Exercise details: Please copy out the entries below, substituting "source_image" for every occurrence of "above_image" and leaving all else unchanged.

Extracted data:
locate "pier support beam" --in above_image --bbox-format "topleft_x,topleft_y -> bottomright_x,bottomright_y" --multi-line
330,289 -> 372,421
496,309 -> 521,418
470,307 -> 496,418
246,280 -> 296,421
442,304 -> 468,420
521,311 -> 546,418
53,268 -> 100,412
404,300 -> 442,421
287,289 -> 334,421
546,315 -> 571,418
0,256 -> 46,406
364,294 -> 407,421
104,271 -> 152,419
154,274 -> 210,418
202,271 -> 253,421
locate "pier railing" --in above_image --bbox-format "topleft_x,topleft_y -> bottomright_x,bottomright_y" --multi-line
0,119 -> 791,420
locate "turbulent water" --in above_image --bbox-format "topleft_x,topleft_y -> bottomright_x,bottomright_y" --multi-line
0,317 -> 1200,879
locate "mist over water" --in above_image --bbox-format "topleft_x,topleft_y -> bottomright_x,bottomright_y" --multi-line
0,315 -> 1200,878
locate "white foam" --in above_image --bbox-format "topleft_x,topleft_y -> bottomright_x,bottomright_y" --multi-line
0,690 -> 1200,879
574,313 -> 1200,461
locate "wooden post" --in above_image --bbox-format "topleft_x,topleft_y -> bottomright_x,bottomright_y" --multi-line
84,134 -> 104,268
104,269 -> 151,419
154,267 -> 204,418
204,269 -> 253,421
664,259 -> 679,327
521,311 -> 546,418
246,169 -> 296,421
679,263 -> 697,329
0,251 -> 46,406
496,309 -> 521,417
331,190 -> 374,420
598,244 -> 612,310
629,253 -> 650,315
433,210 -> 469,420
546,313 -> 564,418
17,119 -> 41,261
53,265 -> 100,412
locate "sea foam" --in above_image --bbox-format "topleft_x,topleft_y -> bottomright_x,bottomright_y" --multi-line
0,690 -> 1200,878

Result of the exercise:
locate "pier support beam" --in source_image --bbox-format "topleft_x,topleft_y -> bottomright_x,bottomright_y" --multi-line
330,289 -> 372,421
496,309 -> 521,418
470,307 -> 496,418
246,280 -> 296,421
442,304 -> 468,420
521,311 -> 546,418
53,268 -> 100,412
404,300 -> 442,421
287,289 -> 334,421
546,315 -> 571,418
0,256 -> 46,406
364,294 -> 407,421
104,271 -> 152,419
154,274 -> 210,418
202,271 -> 253,421
locate "pier railing" --in source_image --bbox-format "topleft_x,topleft_y -> bottomright_x,bottomright_y" --multi-line
0,119 -> 791,420
locate "turbulent water" --in source_image --bbox-format "topleft_x,topleft_y -> bottomright_x,bottomright_y" --multi-line
0,317 -> 1200,879
locate "mist over water" --in source_image --bbox-format "topleft_x,topleft_y -> bottomright_x,bottomright_y" --multi-line
0,315 -> 1200,878
locate "white foam" --in source_image --bbox-format "topleft_x,topleft_y -> bottomright_x,bottomright_y" --multi-line
0,690 -> 1200,879
574,313 -> 1200,461
locate "wooden post" --in source_image --bbox-format "topleft_x,topleft_y -> bottomright_x,bottomright_y" --multi-line
84,134 -> 104,268
104,269 -> 151,419
154,267 -> 204,418
204,269 -> 253,421
664,259 -> 679,327
521,311 -> 546,418
246,169 -> 296,421
679,263 -> 697,329
0,251 -> 46,406
496,309 -> 521,417
331,190 -> 374,420
598,244 -> 612,310
629,253 -> 650,315
433,210 -> 469,420
546,313 -> 564,418
17,119 -> 41,261
53,265 -> 100,412
locate "sea foam" --in source_image --bbox-format "topleft_x,topleft_y -> bottomright_x,bottomright_y" --multi-line
0,690 -> 1200,878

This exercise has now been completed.